> _Work order 1_:
Which dollar amounts appear in the article on workers' compensation fraud? List every one.
> _Work order 2_:
Duplicate everything in the article on workers' compensation fraud from "Drobot and Calderon" down to "a 15-year period.".

Sean Enrique O’Keefe said he started out as a “humanistic attorney,” but he became a mercenary and then a criminal who netted $700,000 a year by sending San Diego workers’ compensation claimants to dirty medical providers.
O’Keefe on Wednesday morning apologized to an audience of fraud investigators and claims administrators at the Combined Claims Conference. Then he gave an eyewitness account of life inside an organized crime syndicate that started with an offer in 2011 by hospital owner Michael D. Drobot to pay him $15,000 for each patient he referred for spinal surgery at the Pacific Hospital of Long Beach.
O’Keefe said insurers paid bills from Drobot’s hospital for years thinking they were getting a discount.
“You all approved the surgeries and when Mr. Dorbot’s office called you to pay the bills, his bills were 15 percent to 20 percent less at his shoe box hospital than they would have cost you if they had been done at U.C. Irvine,” he said.
O’Keefe was brought down as part of Operation Backlash, an investigation in Southern California capping schemes led by the U.S. Justice Department that had yielded 30 convictions so far. He was also involved in a separate referral scheme with Drobot, who pleaded guilty in 2014 to bribing former state Sen. Ron Calderon in order to preserve an odd California rule, since repealed, that allowed hospitals to bill insurers for the full cost of hardware used in spinal surgeries.
Drobot and Calderon are now both serving time in federal penitentiaries. The Justice Department said the spinal surgery scam cost insurers $500 million over a 15-year period.
O’Keefe said crooked doctors and lawyers get the most attention, but 85 percent of the people involved in capping schemes are not licensed professionals. The real action is done by marketers, what O’Keefe called “the sign-up guys.”
“To the syndicates, doctors and lawyers are just high wage earners,” he said.
O’Keefe’s first sign-up guy was Carlos Arguello, who went to work at his San Diego law practice at the tender age of 19. He said he had to let Arguello go about a year later because 80 percent of the clients he brought to his office “could not even articulate an industrial injury.” That was bad for his practice because doctors who treat injured workers don’t get paid if a claim is denied. They would quickly stop treating his clients, he said.

> _Supplied material_:
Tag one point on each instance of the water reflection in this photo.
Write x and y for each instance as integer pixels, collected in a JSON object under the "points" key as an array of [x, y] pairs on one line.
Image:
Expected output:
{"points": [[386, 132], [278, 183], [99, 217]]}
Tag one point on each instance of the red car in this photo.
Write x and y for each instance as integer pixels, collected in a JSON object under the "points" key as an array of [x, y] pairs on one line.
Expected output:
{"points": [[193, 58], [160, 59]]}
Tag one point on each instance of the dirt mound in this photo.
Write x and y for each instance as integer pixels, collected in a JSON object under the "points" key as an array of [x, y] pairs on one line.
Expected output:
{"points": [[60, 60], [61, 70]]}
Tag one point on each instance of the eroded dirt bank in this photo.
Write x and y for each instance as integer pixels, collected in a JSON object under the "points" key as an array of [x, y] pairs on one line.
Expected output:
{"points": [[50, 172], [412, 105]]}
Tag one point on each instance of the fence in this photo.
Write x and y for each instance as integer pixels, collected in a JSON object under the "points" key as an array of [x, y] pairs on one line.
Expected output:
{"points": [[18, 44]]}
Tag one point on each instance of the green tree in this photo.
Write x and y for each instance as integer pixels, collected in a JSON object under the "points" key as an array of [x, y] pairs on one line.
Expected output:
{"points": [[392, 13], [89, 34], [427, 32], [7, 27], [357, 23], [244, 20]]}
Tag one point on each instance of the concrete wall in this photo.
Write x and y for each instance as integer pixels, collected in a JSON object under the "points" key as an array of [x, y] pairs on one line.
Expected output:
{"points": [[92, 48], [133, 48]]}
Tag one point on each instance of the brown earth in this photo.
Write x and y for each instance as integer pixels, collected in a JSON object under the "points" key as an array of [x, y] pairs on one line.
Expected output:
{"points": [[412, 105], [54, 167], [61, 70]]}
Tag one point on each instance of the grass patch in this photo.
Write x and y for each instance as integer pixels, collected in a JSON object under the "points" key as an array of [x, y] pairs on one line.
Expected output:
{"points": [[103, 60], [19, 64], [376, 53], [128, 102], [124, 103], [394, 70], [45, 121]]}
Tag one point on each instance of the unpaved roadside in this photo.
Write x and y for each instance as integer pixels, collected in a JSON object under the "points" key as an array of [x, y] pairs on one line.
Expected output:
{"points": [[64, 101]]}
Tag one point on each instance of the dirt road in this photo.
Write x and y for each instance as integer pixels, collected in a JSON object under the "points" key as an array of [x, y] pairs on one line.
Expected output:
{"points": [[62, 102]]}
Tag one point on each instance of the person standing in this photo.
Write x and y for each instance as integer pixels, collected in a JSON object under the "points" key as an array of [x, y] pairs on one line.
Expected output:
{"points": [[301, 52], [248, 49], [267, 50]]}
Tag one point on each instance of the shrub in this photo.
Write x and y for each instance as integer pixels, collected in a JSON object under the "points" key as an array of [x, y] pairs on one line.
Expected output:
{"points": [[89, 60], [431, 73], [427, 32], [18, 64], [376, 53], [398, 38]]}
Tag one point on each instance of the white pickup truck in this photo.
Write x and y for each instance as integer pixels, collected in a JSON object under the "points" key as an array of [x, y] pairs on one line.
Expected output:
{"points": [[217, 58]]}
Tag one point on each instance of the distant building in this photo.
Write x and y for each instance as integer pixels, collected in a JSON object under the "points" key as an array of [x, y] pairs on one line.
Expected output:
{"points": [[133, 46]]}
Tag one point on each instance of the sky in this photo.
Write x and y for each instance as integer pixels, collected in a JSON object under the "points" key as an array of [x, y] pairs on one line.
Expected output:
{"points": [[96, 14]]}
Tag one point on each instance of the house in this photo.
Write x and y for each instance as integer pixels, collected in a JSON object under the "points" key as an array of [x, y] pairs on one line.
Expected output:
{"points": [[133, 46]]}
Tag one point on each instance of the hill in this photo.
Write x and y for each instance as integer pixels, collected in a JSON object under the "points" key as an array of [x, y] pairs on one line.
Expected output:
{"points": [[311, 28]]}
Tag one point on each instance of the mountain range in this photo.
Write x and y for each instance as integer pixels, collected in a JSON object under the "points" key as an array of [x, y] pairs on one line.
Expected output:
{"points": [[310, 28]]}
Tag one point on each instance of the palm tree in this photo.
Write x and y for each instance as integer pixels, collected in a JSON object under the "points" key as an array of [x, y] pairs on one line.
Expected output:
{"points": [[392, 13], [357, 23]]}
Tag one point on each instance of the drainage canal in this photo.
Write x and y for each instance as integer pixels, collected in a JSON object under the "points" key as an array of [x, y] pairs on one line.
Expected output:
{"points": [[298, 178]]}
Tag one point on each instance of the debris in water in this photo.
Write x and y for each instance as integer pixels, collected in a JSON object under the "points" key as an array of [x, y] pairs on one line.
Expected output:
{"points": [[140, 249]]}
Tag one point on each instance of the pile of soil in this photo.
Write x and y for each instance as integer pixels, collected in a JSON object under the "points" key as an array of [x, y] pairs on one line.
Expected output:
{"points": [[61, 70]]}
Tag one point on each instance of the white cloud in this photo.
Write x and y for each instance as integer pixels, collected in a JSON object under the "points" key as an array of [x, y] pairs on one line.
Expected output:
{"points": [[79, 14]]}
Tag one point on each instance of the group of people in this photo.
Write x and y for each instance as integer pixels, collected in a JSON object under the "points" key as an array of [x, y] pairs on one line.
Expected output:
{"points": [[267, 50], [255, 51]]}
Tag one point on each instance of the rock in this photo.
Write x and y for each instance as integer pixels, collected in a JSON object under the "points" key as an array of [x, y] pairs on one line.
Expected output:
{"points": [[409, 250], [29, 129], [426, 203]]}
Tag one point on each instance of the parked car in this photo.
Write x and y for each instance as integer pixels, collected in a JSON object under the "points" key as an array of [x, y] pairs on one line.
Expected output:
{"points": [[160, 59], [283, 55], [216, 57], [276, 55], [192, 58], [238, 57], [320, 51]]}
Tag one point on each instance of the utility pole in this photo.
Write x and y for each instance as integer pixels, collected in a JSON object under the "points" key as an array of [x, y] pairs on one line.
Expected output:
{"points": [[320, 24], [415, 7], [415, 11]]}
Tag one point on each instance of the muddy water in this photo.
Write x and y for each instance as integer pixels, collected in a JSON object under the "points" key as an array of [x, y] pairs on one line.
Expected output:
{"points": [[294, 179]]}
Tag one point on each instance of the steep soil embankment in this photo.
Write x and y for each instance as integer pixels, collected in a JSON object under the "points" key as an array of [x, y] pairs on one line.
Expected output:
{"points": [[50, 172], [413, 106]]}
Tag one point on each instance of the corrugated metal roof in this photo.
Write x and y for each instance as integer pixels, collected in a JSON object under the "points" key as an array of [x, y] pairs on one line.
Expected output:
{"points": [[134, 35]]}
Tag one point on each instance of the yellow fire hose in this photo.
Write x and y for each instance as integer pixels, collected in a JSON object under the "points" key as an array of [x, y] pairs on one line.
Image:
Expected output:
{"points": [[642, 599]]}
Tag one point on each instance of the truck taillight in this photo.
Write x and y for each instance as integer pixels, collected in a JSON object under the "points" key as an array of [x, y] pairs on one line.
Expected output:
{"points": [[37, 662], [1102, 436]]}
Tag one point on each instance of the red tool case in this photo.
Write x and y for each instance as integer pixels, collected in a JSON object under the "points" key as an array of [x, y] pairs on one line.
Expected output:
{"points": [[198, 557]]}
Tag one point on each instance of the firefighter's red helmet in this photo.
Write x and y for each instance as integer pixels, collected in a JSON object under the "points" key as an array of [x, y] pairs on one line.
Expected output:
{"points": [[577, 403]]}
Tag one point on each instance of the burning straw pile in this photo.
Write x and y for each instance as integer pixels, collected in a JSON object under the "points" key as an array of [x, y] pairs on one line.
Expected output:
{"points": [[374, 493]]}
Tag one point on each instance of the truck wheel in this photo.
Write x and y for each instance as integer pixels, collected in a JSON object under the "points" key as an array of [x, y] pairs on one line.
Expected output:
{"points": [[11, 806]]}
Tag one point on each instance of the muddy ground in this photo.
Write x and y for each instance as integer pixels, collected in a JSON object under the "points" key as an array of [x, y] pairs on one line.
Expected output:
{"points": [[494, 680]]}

> _Problem solution 1_:
$700,000
$15,000
$500 million

> _Problem solution 2_:
Drobot and Calderon are now both serving time in federal penitentiaries. The Justice Department said the spinal surgery scam cost insurers $500 million over a 15-year period.